Stored data entries:

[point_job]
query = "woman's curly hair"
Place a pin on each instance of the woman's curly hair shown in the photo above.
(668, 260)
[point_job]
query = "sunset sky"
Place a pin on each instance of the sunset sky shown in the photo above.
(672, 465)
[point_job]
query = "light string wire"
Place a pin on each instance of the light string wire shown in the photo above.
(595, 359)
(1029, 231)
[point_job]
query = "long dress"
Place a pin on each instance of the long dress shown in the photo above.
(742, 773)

...

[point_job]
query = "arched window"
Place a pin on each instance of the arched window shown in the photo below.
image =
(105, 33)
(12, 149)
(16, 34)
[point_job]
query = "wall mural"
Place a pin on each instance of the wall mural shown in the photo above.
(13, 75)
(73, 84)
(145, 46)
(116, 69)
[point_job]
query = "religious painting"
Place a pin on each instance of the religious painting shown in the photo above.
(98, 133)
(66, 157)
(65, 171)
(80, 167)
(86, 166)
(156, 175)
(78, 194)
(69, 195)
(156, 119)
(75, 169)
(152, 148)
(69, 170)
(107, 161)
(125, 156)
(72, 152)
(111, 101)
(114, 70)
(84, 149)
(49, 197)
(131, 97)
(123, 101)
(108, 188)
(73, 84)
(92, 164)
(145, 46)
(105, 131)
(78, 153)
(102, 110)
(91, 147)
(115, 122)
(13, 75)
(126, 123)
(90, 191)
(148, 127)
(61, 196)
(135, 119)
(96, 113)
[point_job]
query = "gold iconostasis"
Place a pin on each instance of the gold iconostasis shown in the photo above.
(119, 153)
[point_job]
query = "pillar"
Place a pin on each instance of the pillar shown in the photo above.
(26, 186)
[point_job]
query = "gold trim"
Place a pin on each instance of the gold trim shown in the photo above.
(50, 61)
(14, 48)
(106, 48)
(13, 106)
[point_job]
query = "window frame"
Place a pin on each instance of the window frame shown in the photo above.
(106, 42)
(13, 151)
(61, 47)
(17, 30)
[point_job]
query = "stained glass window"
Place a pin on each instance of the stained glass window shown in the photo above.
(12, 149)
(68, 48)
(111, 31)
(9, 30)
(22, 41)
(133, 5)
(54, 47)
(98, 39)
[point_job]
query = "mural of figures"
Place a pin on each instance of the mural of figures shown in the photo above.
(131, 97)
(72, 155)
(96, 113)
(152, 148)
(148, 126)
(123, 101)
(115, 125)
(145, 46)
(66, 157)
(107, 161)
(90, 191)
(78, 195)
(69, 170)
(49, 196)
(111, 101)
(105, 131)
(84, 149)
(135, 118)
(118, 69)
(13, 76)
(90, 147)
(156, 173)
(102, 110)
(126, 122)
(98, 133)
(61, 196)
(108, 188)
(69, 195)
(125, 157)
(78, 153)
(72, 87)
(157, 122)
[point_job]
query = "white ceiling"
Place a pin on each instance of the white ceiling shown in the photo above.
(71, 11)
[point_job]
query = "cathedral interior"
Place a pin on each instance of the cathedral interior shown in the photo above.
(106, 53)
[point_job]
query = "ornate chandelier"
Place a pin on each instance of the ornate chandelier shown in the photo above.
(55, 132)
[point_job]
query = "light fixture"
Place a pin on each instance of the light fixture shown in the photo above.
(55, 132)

* * *

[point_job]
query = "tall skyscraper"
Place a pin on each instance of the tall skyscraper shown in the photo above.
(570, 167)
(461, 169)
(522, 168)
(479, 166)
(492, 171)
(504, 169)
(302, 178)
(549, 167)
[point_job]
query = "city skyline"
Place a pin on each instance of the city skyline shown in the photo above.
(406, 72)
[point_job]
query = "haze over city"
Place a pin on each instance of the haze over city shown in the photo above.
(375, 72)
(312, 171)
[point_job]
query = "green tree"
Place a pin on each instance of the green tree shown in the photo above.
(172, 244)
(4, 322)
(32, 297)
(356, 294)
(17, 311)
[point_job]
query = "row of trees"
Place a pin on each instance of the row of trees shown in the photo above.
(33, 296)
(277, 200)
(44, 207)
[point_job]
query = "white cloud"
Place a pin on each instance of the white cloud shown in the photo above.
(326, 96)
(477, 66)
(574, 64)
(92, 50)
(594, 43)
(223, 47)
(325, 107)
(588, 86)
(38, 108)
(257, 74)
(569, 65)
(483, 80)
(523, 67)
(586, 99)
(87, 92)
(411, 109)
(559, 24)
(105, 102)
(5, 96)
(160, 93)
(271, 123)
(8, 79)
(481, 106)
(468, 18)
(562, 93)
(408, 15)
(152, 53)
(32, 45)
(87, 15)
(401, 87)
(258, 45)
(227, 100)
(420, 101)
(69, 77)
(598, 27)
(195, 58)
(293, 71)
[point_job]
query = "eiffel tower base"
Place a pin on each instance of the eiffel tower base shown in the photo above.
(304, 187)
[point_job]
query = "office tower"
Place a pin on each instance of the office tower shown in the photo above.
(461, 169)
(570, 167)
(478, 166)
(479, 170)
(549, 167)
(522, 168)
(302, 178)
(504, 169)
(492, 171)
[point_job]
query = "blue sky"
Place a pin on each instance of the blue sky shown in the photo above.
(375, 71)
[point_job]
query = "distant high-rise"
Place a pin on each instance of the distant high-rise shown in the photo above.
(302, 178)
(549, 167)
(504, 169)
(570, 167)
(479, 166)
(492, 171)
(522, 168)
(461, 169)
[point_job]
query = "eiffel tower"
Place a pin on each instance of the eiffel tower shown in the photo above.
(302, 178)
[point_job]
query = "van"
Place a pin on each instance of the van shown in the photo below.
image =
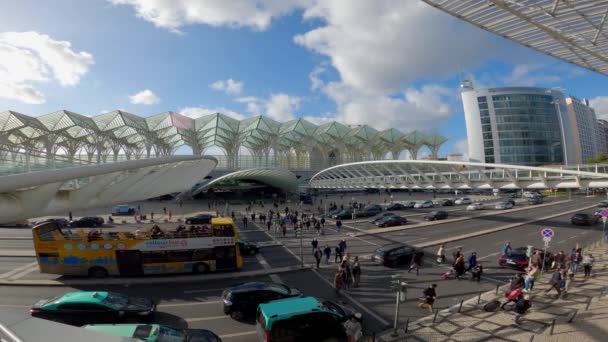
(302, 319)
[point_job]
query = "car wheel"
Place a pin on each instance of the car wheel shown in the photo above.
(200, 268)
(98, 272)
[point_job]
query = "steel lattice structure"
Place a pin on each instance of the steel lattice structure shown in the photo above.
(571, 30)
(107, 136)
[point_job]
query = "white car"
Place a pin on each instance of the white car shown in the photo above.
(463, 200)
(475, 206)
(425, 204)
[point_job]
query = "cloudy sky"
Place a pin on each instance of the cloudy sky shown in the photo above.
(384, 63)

Work required:
Take every line from the data that contains the word "arched".

Your response:
query = "arched window"
Place a pin on each instance of the arched window shown in the photo below.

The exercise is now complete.